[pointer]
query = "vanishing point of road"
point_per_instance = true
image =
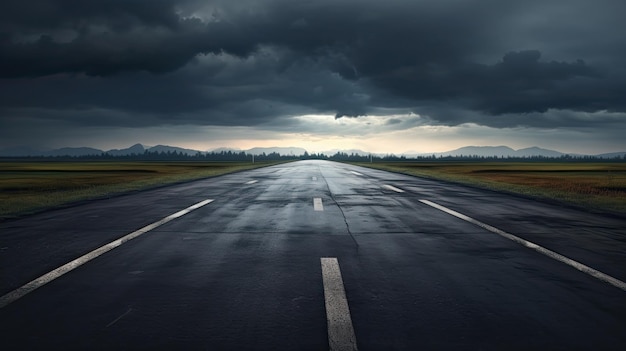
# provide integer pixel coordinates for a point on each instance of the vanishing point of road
(314, 255)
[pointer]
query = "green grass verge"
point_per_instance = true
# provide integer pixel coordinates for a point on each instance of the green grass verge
(29, 187)
(594, 186)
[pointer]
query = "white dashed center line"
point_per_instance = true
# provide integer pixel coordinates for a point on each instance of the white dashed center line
(70, 266)
(317, 204)
(391, 187)
(340, 331)
(556, 256)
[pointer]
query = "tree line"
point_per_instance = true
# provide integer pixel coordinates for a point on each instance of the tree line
(230, 156)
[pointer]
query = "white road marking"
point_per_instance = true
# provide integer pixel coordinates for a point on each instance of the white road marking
(556, 256)
(54, 274)
(340, 331)
(317, 204)
(120, 317)
(391, 187)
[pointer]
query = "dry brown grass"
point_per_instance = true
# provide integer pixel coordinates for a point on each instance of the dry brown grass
(598, 186)
(27, 187)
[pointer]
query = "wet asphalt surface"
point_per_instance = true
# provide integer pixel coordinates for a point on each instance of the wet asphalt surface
(243, 272)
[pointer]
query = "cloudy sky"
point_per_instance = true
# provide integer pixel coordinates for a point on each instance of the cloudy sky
(383, 76)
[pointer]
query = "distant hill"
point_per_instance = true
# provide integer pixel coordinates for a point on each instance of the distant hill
(224, 149)
(499, 151)
(139, 149)
(172, 149)
(136, 149)
(284, 151)
(349, 152)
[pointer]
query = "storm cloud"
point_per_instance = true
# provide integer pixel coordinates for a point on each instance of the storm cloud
(249, 63)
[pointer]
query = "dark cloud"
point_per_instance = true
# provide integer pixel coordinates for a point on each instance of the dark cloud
(496, 63)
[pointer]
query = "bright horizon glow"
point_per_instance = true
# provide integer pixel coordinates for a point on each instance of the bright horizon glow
(392, 134)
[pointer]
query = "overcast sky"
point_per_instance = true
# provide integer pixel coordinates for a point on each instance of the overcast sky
(382, 76)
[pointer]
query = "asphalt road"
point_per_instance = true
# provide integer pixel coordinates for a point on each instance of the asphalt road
(244, 271)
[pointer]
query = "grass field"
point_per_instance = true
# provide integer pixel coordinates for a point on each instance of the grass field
(27, 187)
(595, 186)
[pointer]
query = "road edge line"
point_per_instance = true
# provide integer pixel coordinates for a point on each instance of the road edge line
(554, 255)
(36, 283)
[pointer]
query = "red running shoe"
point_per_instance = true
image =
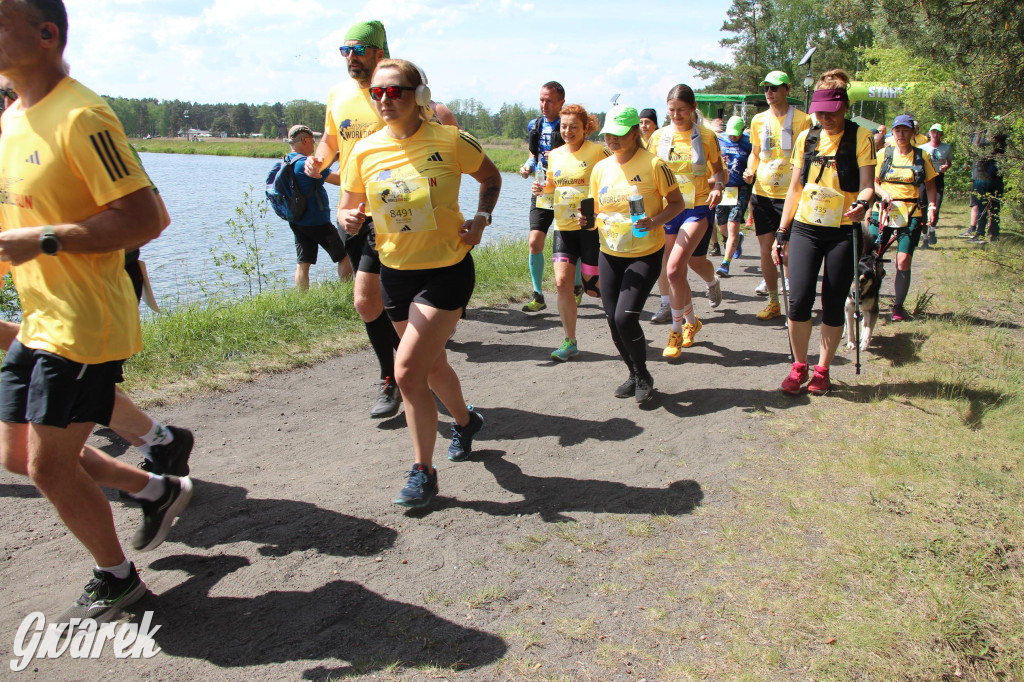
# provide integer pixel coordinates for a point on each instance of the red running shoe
(795, 382)
(819, 382)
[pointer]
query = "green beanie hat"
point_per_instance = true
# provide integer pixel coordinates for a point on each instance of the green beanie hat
(370, 33)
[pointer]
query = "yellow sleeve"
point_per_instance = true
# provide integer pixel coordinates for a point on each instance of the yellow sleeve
(865, 147)
(469, 153)
(99, 153)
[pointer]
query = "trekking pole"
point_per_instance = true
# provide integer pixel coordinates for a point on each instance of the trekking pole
(785, 292)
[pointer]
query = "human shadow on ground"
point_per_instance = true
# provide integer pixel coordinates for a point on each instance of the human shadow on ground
(224, 514)
(979, 400)
(339, 620)
(551, 497)
(699, 401)
(513, 424)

^^^^^^^^^^^^^^^^

_Stated task_
Extract each line of the records that contains the string "surface".

_Solution below_
query = "wet asphalt surface"
# provide integer pixel coordinates for a point on each instance of the wet asphalt surface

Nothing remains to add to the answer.